Point annotation data:

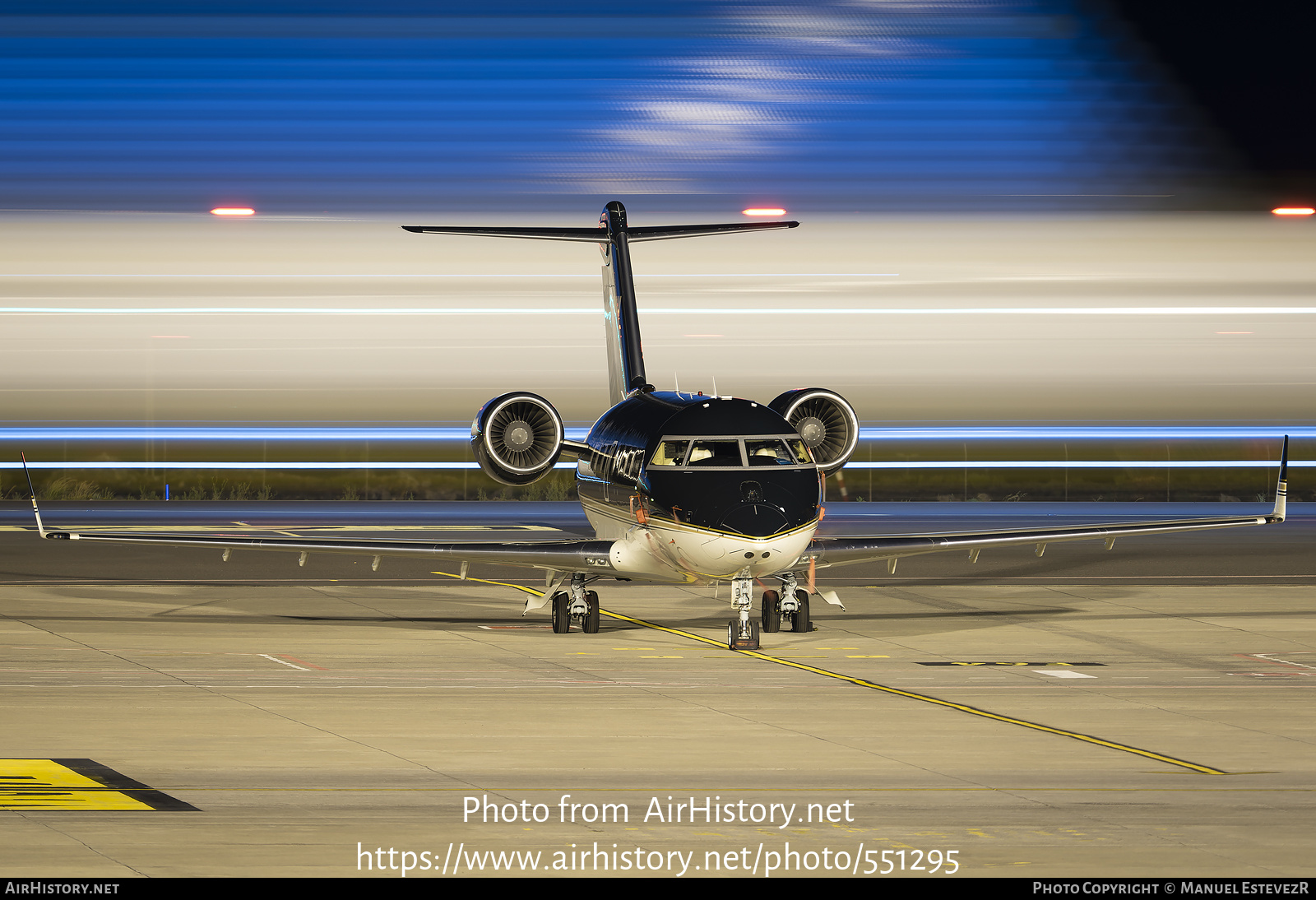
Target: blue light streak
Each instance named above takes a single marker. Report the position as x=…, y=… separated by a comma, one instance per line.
x=869, y=434
x=392, y=466
x=657, y=311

• What is needed:
Turn the lines above into a JSON list of strings with one string per line, skipping blank lines and leaving out the pictures.

• Written response:
[
  "Target: blue light streak",
  "Each instance named above takes a single marker. Report the position as x=…, y=… separated by a comma, one instance per line.",
  "x=869, y=434",
  "x=392, y=466",
  "x=657, y=311"
]